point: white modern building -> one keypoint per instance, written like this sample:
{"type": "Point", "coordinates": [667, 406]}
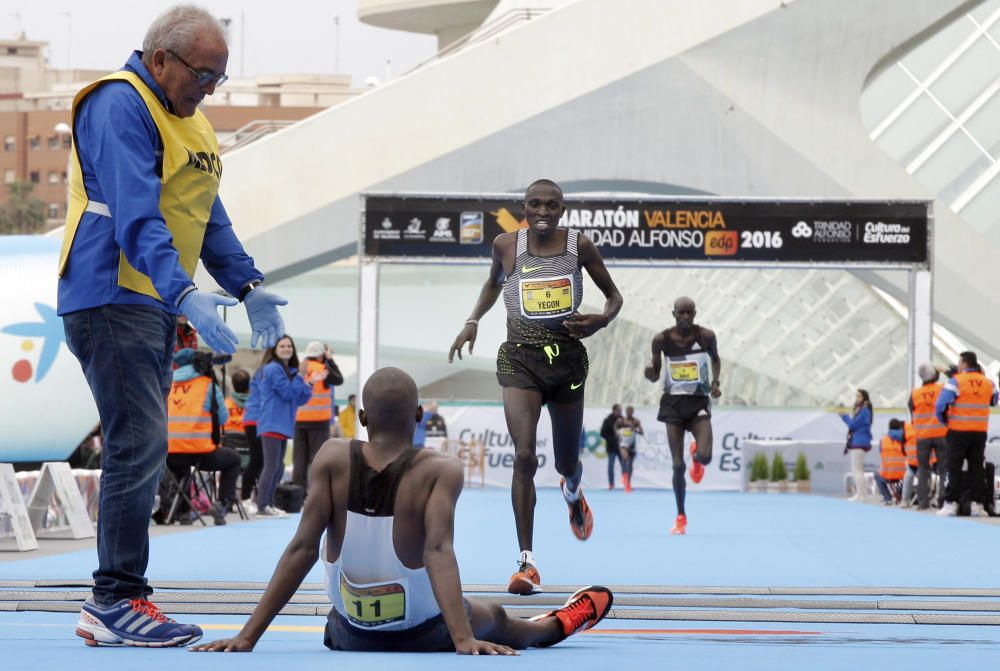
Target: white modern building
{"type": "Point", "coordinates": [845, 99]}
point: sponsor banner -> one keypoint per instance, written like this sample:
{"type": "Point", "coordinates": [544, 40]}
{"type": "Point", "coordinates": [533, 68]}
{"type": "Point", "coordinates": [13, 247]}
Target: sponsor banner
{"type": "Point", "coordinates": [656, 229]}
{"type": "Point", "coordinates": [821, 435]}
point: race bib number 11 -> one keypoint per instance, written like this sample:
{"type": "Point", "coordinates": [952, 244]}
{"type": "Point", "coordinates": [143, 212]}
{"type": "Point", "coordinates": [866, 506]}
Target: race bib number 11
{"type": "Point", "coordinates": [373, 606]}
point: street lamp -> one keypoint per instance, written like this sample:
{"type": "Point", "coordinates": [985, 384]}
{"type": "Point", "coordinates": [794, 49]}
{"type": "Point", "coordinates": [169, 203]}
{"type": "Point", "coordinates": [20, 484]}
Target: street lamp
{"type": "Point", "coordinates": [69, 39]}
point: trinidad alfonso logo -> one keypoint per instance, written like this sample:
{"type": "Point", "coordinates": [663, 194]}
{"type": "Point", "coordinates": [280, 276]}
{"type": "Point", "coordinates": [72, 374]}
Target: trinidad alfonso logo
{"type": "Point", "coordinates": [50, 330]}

* * *

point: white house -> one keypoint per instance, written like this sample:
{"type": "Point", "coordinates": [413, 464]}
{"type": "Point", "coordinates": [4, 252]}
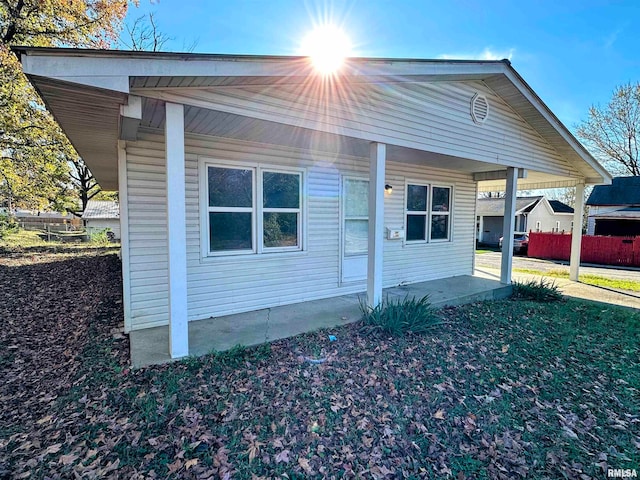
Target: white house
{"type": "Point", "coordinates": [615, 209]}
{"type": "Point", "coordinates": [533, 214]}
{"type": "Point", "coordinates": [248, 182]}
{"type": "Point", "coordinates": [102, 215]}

▸ REQUIRED TASK: How many lines in the records above contain the string "like", with case counting? Give only the number.

▸ SOLUTION TO THIS EXERCISE: 6